Dataset excerpts

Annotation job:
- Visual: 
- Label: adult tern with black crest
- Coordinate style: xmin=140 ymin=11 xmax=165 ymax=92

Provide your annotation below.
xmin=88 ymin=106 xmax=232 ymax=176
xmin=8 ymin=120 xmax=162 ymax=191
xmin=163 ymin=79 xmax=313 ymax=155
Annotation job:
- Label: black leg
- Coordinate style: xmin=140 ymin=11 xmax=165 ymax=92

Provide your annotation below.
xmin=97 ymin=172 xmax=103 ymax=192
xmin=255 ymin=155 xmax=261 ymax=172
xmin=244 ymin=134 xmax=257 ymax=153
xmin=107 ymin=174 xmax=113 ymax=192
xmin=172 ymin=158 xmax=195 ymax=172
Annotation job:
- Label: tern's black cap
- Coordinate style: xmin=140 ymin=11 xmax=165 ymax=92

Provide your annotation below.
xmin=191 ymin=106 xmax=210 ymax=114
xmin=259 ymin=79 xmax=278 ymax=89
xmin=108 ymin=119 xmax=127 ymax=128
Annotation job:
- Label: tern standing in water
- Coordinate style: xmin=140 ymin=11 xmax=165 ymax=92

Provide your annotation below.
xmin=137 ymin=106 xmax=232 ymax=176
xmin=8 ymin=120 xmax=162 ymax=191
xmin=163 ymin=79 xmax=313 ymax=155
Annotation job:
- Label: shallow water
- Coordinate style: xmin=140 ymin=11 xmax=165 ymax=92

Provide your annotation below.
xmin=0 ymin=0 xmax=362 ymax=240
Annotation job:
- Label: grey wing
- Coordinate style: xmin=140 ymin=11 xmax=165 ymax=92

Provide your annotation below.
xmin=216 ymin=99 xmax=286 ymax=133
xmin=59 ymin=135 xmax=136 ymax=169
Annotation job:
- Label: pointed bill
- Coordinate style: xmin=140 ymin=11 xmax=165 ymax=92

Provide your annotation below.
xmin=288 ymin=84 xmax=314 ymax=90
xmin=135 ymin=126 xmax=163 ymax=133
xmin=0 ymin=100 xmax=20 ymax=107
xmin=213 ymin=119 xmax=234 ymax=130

Problem statement
Can you give the records above again with each "Coordinate style" changed to "Box format" and nothing else altered?

Exercise answer
Annotation job:
- Visual: 
- Label: adult tern with black crest
- Box format: xmin=140 ymin=11 xmax=165 ymax=92

Provide your annotation below.
xmin=88 ymin=106 xmax=232 ymax=176
xmin=8 ymin=120 xmax=162 ymax=191
xmin=163 ymin=79 xmax=313 ymax=155
Annotation job:
- Label: black leg
- Box format: xmin=140 ymin=11 xmax=165 ymax=92

Provide your annotation below.
xmin=97 ymin=172 xmax=103 ymax=192
xmin=255 ymin=155 xmax=261 ymax=172
xmin=244 ymin=134 xmax=257 ymax=153
xmin=107 ymin=174 xmax=113 ymax=192
xmin=172 ymin=158 xmax=195 ymax=172
Annotation job:
- Label: tern's black cap
- Box format: xmin=140 ymin=11 xmax=165 ymax=92

Provide your annotation below.
xmin=191 ymin=106 xmax=210 ymax=114
xmin=259 ymin=79 xmax=278 ymax=89
xmin=108 ymin=119 xmax=127 ymax=128
Annotation job:
- Label: tern standing in water
- Box format: xmin=140 ymin=11 xmax=165 ymax=92

Provide your annotation below.
xmin=137 ymin=106 xmax=232 ymax=176
xmin=8 ymin=120 xmax=162 ymax=191
xmin=163 ymin=79 xmax=313 ymax=155
Annotation job:
- Label: shallow water
- Box format: xmin=140 ymin=11 xmax=165 ymax=92

Provide your annotation below.
xmin=0 ymin=0 xmax=362 ymax=240
Annotation job:
- Label: grey wing
- Box format: xmin=140 ymin=11 xmax=165 ymax=92

Provide your annotation below.
xmin=216 ymin=99 xmax=286 ymax=133
xmin=59 ymin=135 xmax=136 ymax=169
Annotation job:
- Label: pointed bill
- Box format: xmin=140 ymin=11 xmax=165 ymax=92

Provide your annotation below.
xmin=288 ymin=84 xmax=314 ymax=90
xmin=135 ymin=126 xmax=163 ymax=133
xmin=0 ymin=100 xmax=20 ymax=107
xmin=213 ymin=119 xmax=234 ymax=130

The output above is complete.